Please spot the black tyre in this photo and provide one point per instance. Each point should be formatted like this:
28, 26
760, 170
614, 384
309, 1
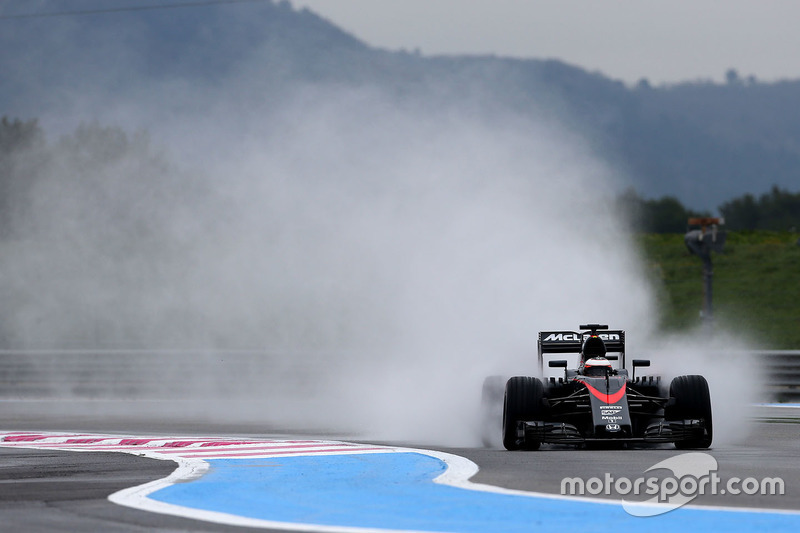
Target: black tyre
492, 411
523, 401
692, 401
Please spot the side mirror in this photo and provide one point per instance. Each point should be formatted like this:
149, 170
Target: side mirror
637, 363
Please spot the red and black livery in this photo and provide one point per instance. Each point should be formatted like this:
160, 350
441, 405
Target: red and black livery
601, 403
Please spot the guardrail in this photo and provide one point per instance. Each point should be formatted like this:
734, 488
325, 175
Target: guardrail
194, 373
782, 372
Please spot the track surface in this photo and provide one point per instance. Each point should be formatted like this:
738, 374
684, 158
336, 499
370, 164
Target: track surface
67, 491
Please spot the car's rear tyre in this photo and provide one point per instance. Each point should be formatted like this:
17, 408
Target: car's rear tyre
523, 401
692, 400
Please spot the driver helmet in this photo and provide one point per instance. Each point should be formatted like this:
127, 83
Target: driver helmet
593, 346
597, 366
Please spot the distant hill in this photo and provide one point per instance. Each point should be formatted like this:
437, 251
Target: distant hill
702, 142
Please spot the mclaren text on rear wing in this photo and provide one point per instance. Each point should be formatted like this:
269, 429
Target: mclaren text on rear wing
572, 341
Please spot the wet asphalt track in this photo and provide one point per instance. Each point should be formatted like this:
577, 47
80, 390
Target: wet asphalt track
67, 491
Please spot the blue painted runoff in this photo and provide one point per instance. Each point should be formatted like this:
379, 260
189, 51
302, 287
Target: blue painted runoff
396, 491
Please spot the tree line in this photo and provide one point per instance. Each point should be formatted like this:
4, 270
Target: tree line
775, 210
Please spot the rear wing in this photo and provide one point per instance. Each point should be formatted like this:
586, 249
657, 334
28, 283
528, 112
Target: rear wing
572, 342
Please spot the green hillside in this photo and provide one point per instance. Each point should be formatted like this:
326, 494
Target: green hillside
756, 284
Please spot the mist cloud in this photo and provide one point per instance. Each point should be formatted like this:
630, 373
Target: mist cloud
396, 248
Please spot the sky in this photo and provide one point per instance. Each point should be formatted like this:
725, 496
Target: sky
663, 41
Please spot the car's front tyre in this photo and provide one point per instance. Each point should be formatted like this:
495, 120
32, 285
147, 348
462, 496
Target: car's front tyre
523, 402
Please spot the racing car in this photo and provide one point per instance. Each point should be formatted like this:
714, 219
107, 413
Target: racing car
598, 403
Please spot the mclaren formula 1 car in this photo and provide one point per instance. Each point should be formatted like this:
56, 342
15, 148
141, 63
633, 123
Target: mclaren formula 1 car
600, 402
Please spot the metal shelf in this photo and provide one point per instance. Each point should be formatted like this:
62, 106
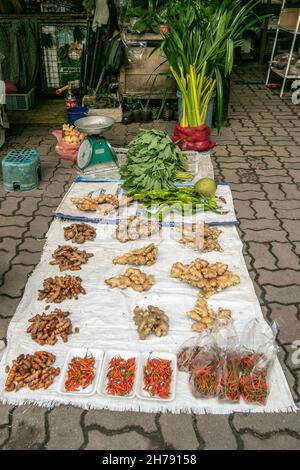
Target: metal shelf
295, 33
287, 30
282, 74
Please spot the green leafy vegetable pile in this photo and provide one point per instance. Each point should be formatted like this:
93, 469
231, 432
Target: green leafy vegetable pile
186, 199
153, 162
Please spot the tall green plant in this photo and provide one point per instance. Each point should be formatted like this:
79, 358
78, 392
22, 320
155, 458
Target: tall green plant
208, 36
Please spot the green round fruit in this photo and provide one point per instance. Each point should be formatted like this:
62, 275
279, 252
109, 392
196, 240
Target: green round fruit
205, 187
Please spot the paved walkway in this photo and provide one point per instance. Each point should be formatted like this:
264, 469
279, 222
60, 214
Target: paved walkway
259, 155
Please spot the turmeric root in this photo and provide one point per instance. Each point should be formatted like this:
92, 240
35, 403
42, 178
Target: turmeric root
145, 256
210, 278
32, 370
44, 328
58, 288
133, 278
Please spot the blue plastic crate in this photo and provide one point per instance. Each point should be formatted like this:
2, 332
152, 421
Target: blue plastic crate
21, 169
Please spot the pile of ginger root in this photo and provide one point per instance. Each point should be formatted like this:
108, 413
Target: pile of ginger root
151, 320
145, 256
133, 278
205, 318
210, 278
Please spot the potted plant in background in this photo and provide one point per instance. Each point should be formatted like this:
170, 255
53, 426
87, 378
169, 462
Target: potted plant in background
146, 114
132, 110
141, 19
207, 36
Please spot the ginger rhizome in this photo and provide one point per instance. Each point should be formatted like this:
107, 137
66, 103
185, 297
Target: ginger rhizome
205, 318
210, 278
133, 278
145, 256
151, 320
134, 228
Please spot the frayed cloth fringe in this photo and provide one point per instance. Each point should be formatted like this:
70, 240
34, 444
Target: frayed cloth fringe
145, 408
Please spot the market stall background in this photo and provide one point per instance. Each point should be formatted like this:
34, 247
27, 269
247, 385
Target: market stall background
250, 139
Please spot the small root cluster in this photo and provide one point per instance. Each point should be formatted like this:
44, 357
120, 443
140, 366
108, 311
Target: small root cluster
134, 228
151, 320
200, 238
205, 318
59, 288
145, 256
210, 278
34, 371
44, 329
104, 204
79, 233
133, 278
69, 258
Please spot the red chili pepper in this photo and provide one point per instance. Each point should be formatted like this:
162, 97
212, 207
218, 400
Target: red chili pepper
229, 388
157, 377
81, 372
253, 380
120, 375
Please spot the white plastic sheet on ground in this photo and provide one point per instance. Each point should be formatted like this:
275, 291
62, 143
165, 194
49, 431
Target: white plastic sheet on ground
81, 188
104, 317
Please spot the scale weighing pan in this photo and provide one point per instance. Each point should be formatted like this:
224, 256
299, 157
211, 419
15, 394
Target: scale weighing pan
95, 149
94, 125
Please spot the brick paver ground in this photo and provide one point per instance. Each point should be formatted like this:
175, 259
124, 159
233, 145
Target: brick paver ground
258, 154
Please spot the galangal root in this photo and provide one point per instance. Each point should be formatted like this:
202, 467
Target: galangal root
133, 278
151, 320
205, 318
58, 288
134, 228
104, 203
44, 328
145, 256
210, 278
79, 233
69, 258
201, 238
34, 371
+===+
## WORK TO COMPLETE
Your task is to output the material word for word while leaving out every image.

## WRITTEN RESPONSE
Please spot the black tyre in this photo and provide one point per instance. Each point should be formatted like this:
28, 26
760, 170
614, 384
309, 1
Target: black tyre
492, 411
523, 401
692, 401
Please spot the side mirror in this photo and provide one point per instance. Each point should be formatted like this:
149, 170
Target: side mirror
637, 363
Please spot the red and black livery in this photo and provide one point per instance. Each point should be formatted like this:
160, 350
441, 405
Target: red and black livery
601, 403
Please spot the guardrail in this photo and provide one point per instance. Each point should be formatted like this:
734, 488
325, 175
Target: guardrail
194, 373
782, 372
Please spot the track surface in this photo and provide one point per instance. Each point should be formatted like this:
738, 374
684, 158
336, 499
370, 164
Target: track surface
67, 491
Please spot the car's rear tyre in this photo and provide one point per instance. Each point should be formatted like this:
17, 408
Target: car's rear tyre
523, 401
692, 400
Please spot the driver helmet in this photo and provide one point per instance. Each point should be formatted like this:
127, 83
Target: driver helmet
593, 346
597, 366
Please spot the distant hill in this photo and provide one point per instance. Each point should be formatted like this:
437, 251
Target: distant hill
702, 142
Please spot the mclaren text on rear wing in this photo and provide one point per instance. Each point should be formatted like this:
269, 429
Target: mclaren text on rear wing
572, 341
Please spot the wet asphalt track in this photo and provide one point per instance. Each point should be formatted like this:
577, 47
80, 390
Target: wet asphalt track
67, 491
Please spot the blue painted runoff in this photo and provide one point per instance. Each point should be formatted like this:
379, 260
189, 51
302, 287
Target: blue painted runoff
396, 491
Please spot the tree line in this photo and provide one point per instance. Each point should be formatted like this:
4, 270
Target: tree line
775, 210
Please spot the rear wing in this photo and provide one point per instance. Each point should be formatted like this:
586, 249
657, 334
28, 283
528, 112
Target: rear wing
572, 342
Please spot the green hillside in this photo and provide one point per instance. Each point should be formatted like this:
326, 494
Target: green hillside
756, 284
Please spot the mist cloud in this photo and provide one point per instance. Each point should be formatted like this:
630, 373
Target: mist cloud
396, 248
Please spot the sky in this photo and provide one point per instance. Each point should be formatted like this:
725, 496
Target: sky
663, 41
Please spot the car's front tyre in this photo and provide one point per instance. Each point should be formatted like this:
495, 120
32, 285
147, 348
462, 496
Target: car's front tyre
523, 402
Please spot the racing car in this photo and provide one point per instance. Each point should be formatted like this:
714, 219
107, 413
Target: racing car
598, 403
Please spot the mclaren formula 1 car in this photo and provide one point per instance. Each point should be formatted like this:
56, 342
15, 148
141, 63
633, 123
Target: mclaren formula 1 car
600, 402
Please spot the metal shelf in this photo and provide one point per instance. Each point should be formatted like this:
62, 106
Target: metal shelf
295, 33
287, 30
282, 74
Please spot the green leafy vegetable pile in this photo and provide one point per instance. Each point should be formatted like this:
93, 469
231, 432
Target: green leafy vegetable pile
186, 199
153, 162
Please spot the tall green plant in this photo and provide one point per instance. Each point should be formatted like this:
79, 358
78, 392
22, 320
155, 458
Target: tall green plant
208, 36
Please spot the green round fruit in this photo and provide one point per instance. Each point should be formatted like this:
62, 275
279, 252
109, 392
196, 240
Target: green round fruit
205, 187
Please spot the paved walkway in this photo and provide one point per instance. Each point should be formatted like this:
264, 469
279, 222
60, 214
Target: paved walkway
259, 155
Please spot the turmeric root in this photo and provide one point per instance. Each point should be formatted like this:
92, 240
35, 403
42, 178
Target: turmeric root
145, 256
210, 278
32, 370
44, 328
58, 288
133, 278
Please spot the blue plastic crate in this photo and provide one point per instance. Each point should be formatted like this:
2, 332
152, 421
Target: blue plastic crate
21, 169
Please spot the pile of ginger root in this photo and provide one point per instance. Each point should be formatted like this:
108, 413
Target: pile of ginger root
151, 320
145, 256
133, 278
205, 318
210, 278
Please spot the potted plant in background in this photo and provide one point per instance. Each point should be formatted like this:
170, 255
53, 426
87, 378
169, 462
Target: potted plant in background
146, 114
132, 110
141, 19
207, 36
Please spot the ginger rhizome in this photo and provide one point per instance. Each point should be formatted like this:
107, 137
66, 103
185, 297
Target: ginger rhizome
205, 318
210, 278
133, 278
145, 256
151, 320
134, 228
Please spot the frayed cloth fringe in this photo and provide one point per instance. Each point should be formatted like this:
70, 240
34, 444
Target: frayed cloth fringe
145, 408
Please spot the market stall background in this photo and provide one point per instance. Each point should be formatted like this:
34, 247
27, 269
247, 385
Target: market stall background
250, 139
Please spot the small root cluster in this photo and provide one point per instance. Each point should be formatted like this:
44, 357
120, 443
140, 366
108, 311
Target: small root cluster
134, 228
151, 320
200, 238
205, 318
59, 288
145, 256
210, 278
34, 371
44, 329
104, 204
79, 233
133, 278
69, 258
Please spot the red chili pepper in this photo and provide one point per instance. Each point should be formatted like this:
162, 97
212, 207
218, 400
Target: red chili pepper
229, 388
157, 377
81, 372
253, 380
120, 375
Please spot the white plastic sheet on ground in this photo and provide one point per instance. Each point should be formatted like this:
275, 291
62, 143
165, 194
49, 431
Target: white plastic sheet on ground
81, 188
104, 317
Please spot the scale weighing pan in this photo and provide one point per instance. Each point should be formatted like this:
224, 256
299, 157
211, 419
15, 394
Target: scale weighing pan
95, 149
94, 125
Please spot the brick paver ground in this photo and provide one point per instance. Each point should be formatted like this:
175, 259
124, 159
233, 145
Target: brick paver ground
258, 154
Please spot the galangal root in this photo and provide one point per instance. Each point should be formatted like this:
202, 467
Target: galangal root
133, 278
151, 320
205, 318
58, 288
134, 228
104, 203
44, 328
145, 256
210, 278
79, 233
69, 258
201, 238
34, 371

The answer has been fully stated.